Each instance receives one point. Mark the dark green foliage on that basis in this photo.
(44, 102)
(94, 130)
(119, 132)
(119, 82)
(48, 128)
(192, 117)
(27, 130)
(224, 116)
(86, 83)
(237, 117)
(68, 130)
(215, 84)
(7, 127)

= = = = =

#### REQUIRED WORK
Transcribe each record exactly. Leave nothing out.

#### PROBLEM SOLUTION
Each instance receives one point. Mark the dark green foliage on that basis in this photo.
(44, 102)
(94, 130)
(119, 132)
(119, 82)
(48, 128)
(192, 117)
(27, 130)
(224, 116)
(86, 83)
(237, 117)
(68, 130)
(215, 84)
(7, 127)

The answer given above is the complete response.